* _MATERIAL SUPPLIED_
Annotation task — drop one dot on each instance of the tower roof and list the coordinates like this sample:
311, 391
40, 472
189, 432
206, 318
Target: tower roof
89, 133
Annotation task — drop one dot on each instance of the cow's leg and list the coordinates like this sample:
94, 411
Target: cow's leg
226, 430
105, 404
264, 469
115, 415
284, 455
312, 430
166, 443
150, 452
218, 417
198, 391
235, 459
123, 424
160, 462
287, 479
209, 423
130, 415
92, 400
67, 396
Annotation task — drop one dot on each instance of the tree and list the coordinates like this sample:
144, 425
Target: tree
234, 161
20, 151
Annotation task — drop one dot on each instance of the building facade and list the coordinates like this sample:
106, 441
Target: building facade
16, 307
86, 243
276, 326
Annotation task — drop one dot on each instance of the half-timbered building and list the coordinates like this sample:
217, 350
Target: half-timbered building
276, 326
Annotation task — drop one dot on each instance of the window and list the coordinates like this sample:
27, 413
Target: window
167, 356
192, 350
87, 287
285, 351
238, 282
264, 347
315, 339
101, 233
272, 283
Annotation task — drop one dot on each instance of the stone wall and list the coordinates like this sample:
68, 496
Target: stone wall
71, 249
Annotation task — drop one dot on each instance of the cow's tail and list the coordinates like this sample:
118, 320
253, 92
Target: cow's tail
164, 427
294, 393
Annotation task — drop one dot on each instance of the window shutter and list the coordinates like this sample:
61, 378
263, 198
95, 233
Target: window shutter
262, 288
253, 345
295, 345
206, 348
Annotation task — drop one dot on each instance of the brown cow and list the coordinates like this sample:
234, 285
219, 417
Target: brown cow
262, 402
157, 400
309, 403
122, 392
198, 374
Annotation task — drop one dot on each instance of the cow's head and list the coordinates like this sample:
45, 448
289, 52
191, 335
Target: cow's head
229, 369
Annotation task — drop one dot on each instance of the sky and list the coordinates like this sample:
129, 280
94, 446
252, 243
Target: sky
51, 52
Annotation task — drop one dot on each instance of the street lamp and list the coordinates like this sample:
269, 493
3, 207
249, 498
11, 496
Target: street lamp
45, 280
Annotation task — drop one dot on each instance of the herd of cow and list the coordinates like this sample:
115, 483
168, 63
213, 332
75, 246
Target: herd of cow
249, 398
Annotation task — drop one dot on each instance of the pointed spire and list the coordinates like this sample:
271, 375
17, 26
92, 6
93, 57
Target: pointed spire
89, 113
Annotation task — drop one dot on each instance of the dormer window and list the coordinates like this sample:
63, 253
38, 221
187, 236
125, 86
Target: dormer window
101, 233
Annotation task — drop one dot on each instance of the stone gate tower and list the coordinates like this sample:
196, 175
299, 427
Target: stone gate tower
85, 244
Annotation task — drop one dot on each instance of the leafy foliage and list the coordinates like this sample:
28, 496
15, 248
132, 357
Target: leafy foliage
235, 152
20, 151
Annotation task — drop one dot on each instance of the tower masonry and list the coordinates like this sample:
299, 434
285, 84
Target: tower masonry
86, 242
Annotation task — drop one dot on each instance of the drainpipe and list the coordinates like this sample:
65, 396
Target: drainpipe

* _TRY IT_
Repeat every line of the records, exactly as given.

* _OUTPUT OF THE TASK_
Annotation task — drop one dot on each instance of the tower roof and list the coordinates like this sample:
311, 391
40, 472
189, 432
206, 318
Target: tower roof
89, 133
Annotation task — drop one dot on each instance of the cow's leg and list the coordinates like this sample:
94, 411
Target: cow's leg
226, 430
105, 404
264, 469
115, 415
284, 455
312, 430
166, 443
150, 452
218, 417
198, 391
235, 459
123, 424
160, 462
287, 479
209, 423
130, 415
92, 400
67, 396
Annotation task — drop one dot on each instance of the tree and list the coordinates like this sample:
144, 425
Target: tree
234, 161
20, 151
Annotation task — drop one dot on each instance of the building facade and list the coordinates like this sample:
106, 441
Target: building facade
16, 307
86, 243
276, 326
Annotation task — drop one dot on each instance of the half-timbered building and list the coordinates like this sample:
217, 350
Target: half-timbered building
276, 326
Annotation task — drop one dot on each instance of the window and list the coordinates like this sample:
27, 413
Target: window
167, 356
192, 350
87, 287
285, 351
238, 282
264, 347
315, 339
101, 233
272, 283
Annotation task — drop one dot on each instance of the stone wall and list the coordinates like this sample:
68, 496
Target: stone wall
71, 249
Annotation task — drop one dot on each instance of the cow's tail and list the coordinates like this sample:
118, 320
253, 92
Target: cow's tail
164, 427
294, 393
Annotation task — drop one dot on each instance of the window shutter and list the coordinates like this sample:
61, 378
263, 198
95, 233
Target: window shutter
262, 288
253, 345
295, 345
206, 348
Annotation task — drop one dot on each instance of the brown cow and list the coordinates like this sample:
234, 285
219, 417
Target: brown cow
262, 402
157, 400
309, 403
122, 392
198, 374
Annotation task — drop one dot on each instance of the cow's head and list the coordinates like this sample:
45, 448
289, 52
191, 335
Target: cow's head
229, 369
Annotation task — drop one dot on each instance of the sky and list the coordinates like this sample:
129, 280
94, 446
252, 243
Target: sky
51, 52
Annotation task — drop one dot on each instance of the street lamp and list the coordinates like this sample:
269, 493
3, 207
249, 498
11, 496
Target: street lamp
45, 280
Annotation task — drop one dot on each instance of the herd of cow and list the coordinates like this sample:
115, 483
168, 63
213, 332
75, 246
Target: herd of cow
249, 398
Annotation task — drop one dot on each instance of the pointed spire and list the coordinates like this sample:
271, 375
17, 26
92, 6
93, 57
Target: pointed spire
89, 113
Annotation task — drop one dot on each instance of the dormer window and list the coordinates like this sample:
63, 253
38, 221
187, 236
125, 86
Target: dormer window
101, 233
Annotation task — drop one dot on each instance of the stone gate tower and list the coordinates like this sample:
196, 175
299, 427
Target: stone gate tower
85, 244
Annotation task — drop one dot on each instance of the leafy foliage and list the coordinates like this sample:
28, 496
15, 248
132, 357
Target: leafy foliage
235, 152
20, 151
Annotation task — drop one dot on each instance of the tower masonry and list the coordinates like this sample:
299, 434
285, 84
Target: tower masonry
86, 242
Annotation task — drop one dot on each instance of the drainpipe and list the coordinates like this sample:
65, 396
Target: drainpipe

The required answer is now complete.